Dataset excerpts:
-------------------------
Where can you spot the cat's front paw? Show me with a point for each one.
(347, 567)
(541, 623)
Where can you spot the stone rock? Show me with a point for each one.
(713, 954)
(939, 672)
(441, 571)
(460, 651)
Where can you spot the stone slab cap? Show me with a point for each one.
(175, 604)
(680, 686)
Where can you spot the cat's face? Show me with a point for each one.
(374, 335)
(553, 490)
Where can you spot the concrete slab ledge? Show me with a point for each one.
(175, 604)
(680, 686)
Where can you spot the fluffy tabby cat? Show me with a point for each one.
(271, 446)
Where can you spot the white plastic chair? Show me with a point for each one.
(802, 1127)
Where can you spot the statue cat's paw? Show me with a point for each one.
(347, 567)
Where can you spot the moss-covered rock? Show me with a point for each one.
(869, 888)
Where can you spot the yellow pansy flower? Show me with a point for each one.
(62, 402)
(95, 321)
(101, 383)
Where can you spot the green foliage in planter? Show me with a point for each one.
-------------------------
Only the lines from the one with "Where can you spot the fluffy" through the final line above belong in the answer, each retyped exactly.

WRITTEN RESPONSE ->
Where can you spot the fluffy tabby cat? Show me with a point for each one.
(271, 446)
Where can you spot the white plastic chair? Show me with a point for each one.
(802, 1127)
Where can you spot the statue cat's paw? Show me with a point for each one.
(347, 567)
Where can you spot the moss-covered rock? Show me with a point for each one.
(869, 888)
Where can you spot the yellow pansy flower? Show me with a point for each one.
(62, 402)
(95, 321)
(101, 383)
Where can you spot the green foliage in planter? Show me with a point for each one.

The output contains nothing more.